* ABOUT THIS EXERCISE *
Go line by line through the records and tally those that include "white". Respond with the tally only.

[Extracted records]
***
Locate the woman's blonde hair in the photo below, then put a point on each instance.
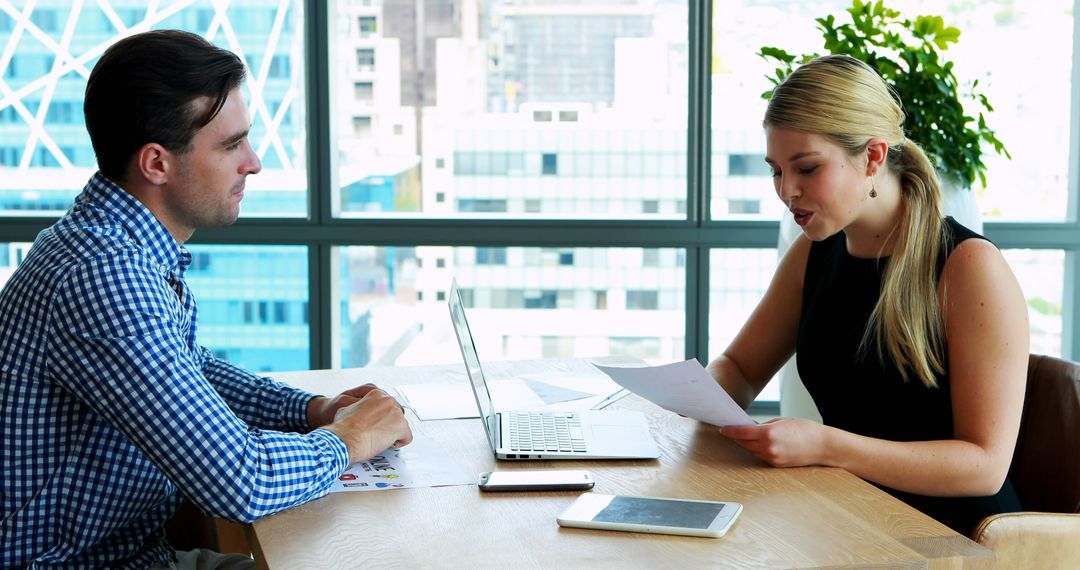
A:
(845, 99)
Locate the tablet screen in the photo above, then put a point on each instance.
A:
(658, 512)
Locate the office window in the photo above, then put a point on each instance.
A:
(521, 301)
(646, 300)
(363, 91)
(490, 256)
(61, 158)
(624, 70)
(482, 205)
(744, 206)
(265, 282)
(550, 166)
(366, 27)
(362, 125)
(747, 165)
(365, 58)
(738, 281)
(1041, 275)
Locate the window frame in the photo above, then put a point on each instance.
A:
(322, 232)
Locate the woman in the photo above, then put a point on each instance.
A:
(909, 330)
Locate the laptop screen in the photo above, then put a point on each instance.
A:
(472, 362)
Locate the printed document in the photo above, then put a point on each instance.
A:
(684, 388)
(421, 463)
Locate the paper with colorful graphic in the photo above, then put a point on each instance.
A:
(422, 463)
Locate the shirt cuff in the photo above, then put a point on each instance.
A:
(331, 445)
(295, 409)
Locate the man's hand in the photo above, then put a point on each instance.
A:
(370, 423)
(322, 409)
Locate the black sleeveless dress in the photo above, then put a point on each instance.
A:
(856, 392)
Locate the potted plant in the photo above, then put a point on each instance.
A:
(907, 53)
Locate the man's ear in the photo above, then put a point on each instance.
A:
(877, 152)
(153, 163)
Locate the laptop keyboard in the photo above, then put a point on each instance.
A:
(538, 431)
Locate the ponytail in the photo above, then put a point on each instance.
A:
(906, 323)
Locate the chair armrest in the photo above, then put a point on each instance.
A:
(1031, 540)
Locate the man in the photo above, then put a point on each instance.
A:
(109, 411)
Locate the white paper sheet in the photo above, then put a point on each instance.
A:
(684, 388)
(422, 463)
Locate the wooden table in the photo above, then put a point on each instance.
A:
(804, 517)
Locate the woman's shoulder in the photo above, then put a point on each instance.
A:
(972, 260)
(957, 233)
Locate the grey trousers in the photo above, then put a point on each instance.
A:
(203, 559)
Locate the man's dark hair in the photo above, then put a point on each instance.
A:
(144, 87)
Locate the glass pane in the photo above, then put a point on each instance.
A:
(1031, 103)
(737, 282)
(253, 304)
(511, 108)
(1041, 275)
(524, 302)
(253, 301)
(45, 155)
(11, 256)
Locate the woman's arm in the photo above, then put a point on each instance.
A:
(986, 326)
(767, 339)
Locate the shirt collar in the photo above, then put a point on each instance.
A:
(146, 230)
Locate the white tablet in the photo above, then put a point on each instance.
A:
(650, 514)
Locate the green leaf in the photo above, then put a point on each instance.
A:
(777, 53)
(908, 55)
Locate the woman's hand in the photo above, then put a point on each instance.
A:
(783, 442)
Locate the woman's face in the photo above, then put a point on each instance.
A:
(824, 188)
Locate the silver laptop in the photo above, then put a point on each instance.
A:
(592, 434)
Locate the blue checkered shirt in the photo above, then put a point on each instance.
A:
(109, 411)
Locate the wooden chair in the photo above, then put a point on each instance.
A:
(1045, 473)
***
* RESPONSE FOR THIS EXERCISE *
2